* [Work item] Only the lines from the one containing "Target: epaulette" through the last line of the listing are to be given again, exactly as they appear.
Content starts
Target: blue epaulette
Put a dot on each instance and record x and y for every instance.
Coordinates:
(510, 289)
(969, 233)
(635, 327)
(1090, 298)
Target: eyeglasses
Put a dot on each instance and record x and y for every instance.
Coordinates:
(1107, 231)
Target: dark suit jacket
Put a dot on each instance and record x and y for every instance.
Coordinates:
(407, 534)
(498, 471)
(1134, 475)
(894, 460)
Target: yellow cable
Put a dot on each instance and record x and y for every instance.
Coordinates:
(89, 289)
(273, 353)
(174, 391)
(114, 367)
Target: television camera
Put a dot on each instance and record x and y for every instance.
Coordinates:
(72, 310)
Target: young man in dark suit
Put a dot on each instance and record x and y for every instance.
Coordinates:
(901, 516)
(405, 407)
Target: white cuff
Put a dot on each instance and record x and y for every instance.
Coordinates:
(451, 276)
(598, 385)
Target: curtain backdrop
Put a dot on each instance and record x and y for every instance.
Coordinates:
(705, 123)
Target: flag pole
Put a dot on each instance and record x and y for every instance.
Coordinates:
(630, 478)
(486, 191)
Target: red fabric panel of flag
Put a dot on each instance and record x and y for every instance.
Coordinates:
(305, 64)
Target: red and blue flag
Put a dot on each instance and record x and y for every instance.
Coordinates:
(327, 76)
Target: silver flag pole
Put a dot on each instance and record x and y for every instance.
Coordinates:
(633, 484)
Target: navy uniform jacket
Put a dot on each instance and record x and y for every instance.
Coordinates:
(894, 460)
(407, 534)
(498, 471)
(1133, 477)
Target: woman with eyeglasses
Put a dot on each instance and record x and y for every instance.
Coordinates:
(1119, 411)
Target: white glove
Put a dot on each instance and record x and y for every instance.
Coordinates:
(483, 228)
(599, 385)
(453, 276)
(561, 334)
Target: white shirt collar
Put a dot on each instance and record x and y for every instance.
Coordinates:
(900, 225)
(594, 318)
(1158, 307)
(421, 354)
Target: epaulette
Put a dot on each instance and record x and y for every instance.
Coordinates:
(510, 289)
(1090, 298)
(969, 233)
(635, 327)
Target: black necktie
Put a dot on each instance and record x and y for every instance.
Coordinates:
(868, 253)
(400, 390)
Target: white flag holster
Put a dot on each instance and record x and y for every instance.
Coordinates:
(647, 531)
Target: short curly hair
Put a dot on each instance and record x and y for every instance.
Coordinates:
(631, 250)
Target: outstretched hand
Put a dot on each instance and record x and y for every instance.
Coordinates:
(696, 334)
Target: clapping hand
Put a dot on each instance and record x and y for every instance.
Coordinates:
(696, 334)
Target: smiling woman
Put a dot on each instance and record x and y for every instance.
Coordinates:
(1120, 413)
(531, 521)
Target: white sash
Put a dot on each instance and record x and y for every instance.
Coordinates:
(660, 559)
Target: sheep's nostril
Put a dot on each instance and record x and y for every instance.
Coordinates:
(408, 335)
Content ends
* [Exercise answer]
Target: epaulette
Put a dot on each instance and record x and y for every instance.
Coordinates:
(510, 289)
(1090, 298)
(969, 233)
(635, 327)
Target: black necktie
Put a dot on each instance and record x and y for every instance.
Coordinates:
(868, 253)
(400, 390)
Target: white flag holster
Put a dot on each instance and record x and y for every instance.
Coordinates:
(647, 531)
Target: short curly hair
Put a dot on each instance and record x and y for every instance.
Coordinates:
(631, 250)
Target: outstretched hand
Put a dot on each instance and record x and y for every instance.
Coordinates:
(696, 334)
Target: clapping hand
Put a dot on each instance and record x and y for every instance.
Coordinates:
(696, 334)
Target: smiling woman
Put a dot on each instance and record x and y for every instance.
Coordinates:
(1120, 413)
(531, 521)
Target: white sash
Put a dot on each instance and record x and y for every instance.
Coordinates:
(660, 559)
Target: sheep's nostril
Put a dot on each instance and record x and y for every instance.
Coordinates:
(408, 335)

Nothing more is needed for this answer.